> _ABOUT THIS TASK_
Could you carry on the JGME peer review guidance from its final sentence?

> _PROVIDED PASSAGE_
((

For both Group and Joint peer reviews, the principal reviewer is expected to clarify the confidential nature of manuscripts and discuss potential conflicts of interest with the additional reviewing individual(s).

As the more experienced review member, you may also disclose to JGME editorial staff ([email protected]) when you believe a mentee or peer review group member has gained sufficient experience to function as an independent peer reviewer.

Additional resources about Group Peer Review:


What should I do if I want to review a given manuscript but I can’t make the return deadline in the invitation? If the additional time required is just a few days or a week, please agree to review the manuscript and indicate to the editorial staff ([email protected]) that you will submit the review slightly late. Similarly, if you have already agreed to review a manuscript and experience a problem with the deadline, please use the JGME reminder email to let journal staff know that you will submit the review somewhat late. We understand that work and personal time conflicts are not always predictable.

))

(Stored items)
((

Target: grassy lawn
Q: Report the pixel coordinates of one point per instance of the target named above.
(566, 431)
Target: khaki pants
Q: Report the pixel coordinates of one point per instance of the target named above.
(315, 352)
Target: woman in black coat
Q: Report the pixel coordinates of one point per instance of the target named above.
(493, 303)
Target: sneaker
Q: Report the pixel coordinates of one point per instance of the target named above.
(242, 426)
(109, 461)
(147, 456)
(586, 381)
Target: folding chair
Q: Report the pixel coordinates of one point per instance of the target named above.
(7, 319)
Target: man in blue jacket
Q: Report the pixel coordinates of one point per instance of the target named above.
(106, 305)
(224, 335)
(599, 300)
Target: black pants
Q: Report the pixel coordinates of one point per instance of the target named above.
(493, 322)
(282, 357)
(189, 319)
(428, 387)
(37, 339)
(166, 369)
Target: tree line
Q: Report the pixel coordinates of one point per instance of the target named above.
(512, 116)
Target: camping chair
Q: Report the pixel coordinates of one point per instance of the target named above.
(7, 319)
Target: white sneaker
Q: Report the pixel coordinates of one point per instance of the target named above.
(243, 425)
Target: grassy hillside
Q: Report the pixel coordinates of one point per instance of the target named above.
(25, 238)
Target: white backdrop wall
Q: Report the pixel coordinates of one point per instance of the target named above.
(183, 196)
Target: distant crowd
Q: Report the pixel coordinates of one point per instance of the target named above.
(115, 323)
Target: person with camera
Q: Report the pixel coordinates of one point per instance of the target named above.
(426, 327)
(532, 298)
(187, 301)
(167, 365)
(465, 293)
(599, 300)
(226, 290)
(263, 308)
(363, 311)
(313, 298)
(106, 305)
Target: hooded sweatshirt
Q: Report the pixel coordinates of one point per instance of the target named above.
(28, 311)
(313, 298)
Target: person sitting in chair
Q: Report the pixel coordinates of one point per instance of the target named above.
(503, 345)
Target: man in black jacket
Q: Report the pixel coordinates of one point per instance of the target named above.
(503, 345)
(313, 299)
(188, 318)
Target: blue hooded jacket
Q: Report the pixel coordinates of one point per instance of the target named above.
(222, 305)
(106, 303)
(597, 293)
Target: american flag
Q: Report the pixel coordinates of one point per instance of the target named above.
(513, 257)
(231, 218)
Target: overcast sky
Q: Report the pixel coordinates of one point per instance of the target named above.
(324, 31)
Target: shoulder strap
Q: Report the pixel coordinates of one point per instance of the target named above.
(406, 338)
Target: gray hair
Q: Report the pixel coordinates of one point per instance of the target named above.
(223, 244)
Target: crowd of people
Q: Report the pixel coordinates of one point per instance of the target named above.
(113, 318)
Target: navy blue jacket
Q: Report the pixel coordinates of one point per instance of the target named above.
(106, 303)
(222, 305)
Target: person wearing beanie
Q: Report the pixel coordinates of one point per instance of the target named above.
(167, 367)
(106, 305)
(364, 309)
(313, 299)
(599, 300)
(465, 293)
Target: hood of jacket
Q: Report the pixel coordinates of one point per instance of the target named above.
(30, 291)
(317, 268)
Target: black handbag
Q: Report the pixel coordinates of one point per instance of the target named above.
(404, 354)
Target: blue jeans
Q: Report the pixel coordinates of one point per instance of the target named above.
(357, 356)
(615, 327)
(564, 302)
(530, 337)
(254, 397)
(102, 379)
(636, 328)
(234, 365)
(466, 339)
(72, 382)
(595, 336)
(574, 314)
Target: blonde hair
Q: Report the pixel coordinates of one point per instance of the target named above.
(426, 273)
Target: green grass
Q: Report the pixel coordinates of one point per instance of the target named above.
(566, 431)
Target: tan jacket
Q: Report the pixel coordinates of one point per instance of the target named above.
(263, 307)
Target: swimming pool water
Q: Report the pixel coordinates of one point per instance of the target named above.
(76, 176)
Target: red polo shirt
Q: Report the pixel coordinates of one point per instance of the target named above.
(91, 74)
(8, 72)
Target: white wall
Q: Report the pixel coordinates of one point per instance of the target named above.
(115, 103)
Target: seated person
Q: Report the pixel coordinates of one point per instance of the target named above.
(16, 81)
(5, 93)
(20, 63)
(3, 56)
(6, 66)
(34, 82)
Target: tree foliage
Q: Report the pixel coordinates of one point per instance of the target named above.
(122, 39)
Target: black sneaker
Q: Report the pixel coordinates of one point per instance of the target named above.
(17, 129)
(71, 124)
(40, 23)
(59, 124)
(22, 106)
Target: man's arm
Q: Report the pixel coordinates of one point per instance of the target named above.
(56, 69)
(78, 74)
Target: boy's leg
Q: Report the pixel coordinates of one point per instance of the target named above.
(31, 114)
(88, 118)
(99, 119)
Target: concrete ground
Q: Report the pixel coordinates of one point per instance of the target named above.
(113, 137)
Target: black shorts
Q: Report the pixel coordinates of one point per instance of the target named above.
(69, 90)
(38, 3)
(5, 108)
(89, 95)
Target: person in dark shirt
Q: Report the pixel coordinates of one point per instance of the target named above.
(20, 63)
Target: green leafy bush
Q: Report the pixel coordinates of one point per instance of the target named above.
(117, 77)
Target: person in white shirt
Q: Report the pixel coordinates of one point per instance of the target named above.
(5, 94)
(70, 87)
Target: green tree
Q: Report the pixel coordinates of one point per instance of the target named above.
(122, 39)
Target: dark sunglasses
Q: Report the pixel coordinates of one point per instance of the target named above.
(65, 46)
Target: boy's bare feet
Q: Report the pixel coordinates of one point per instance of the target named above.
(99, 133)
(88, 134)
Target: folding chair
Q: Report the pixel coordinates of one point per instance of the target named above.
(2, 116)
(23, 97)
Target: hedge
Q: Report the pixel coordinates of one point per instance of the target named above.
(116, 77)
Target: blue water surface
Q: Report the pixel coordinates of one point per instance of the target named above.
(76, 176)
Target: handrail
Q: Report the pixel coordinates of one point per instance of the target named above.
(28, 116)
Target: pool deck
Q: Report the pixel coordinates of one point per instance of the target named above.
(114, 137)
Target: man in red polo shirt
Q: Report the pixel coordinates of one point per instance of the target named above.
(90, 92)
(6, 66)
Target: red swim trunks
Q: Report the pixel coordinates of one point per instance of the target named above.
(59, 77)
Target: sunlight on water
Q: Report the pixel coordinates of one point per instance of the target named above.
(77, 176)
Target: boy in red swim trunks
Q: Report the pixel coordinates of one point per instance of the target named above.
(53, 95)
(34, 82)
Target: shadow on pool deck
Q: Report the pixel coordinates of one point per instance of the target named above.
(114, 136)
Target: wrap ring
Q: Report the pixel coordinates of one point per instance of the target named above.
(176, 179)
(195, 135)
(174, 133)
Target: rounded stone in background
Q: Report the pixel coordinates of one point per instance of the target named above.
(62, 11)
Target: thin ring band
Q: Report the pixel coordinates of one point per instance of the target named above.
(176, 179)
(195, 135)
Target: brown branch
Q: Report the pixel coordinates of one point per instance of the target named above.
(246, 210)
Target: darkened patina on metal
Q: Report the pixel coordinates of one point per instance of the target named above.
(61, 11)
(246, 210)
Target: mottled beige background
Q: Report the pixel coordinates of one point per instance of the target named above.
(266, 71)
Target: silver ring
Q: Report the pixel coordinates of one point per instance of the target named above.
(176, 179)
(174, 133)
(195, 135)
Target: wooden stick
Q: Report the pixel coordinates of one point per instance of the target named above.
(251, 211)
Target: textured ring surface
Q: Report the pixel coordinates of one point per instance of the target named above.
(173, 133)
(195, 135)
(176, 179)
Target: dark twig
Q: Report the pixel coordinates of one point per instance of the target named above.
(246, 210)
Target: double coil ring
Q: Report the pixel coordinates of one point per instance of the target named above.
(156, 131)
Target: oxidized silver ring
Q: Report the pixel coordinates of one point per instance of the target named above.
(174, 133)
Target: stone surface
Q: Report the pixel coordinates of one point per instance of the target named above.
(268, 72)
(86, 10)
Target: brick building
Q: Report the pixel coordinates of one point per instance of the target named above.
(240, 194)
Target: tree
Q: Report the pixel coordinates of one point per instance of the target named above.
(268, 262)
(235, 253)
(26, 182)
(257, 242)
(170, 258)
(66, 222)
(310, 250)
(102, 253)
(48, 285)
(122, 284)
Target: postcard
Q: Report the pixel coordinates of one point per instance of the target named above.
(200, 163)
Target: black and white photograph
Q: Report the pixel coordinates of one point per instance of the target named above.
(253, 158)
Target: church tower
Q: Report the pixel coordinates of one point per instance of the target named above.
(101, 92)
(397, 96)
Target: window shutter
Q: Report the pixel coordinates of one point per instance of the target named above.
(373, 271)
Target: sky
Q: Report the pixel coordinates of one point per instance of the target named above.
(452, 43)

))

> _EXERCISE OUTPUT_
Additional questions not covered in the FAQ may be addressed to the editorial staff at [email protected].

JGME Article Categories

Original Research
Studies of graduate medical education (GME) curricula, evaluation, teaching methods, or settings, with a usual limit of 2500 words (3500 words for qualitative research). Original research articles will use robust methods and may represent education research, program evaluation, quality improvement, implementation science, and other disciplines. Research articles require the JGME structured abstract and should follow the Introduction, Methods, Results, Discussion, and Conclusions JGME format.

Educational Innovation
New approaches in medical education, with a usual limit of 2000 words. Educational Innovation manuscripts should answer the question: Should this innovation be tried in other settings or disciplines? Submissions require the JGME structured abstract and article format/organization. Educational innovations do not have to be successful; manuscripts may report on approaches that should not be tried.

Brief Report
Concerns areas of current strong interest in GME but may concern less robust methods, fewer subjects or iterations, single programs, or highly novel new approaches that should be disseminated. The usual word count is 1200 words. Sample sizes may be smaller, and results may be preliminary or self-reported. These articles use the JGME structured abstract and article format/organization.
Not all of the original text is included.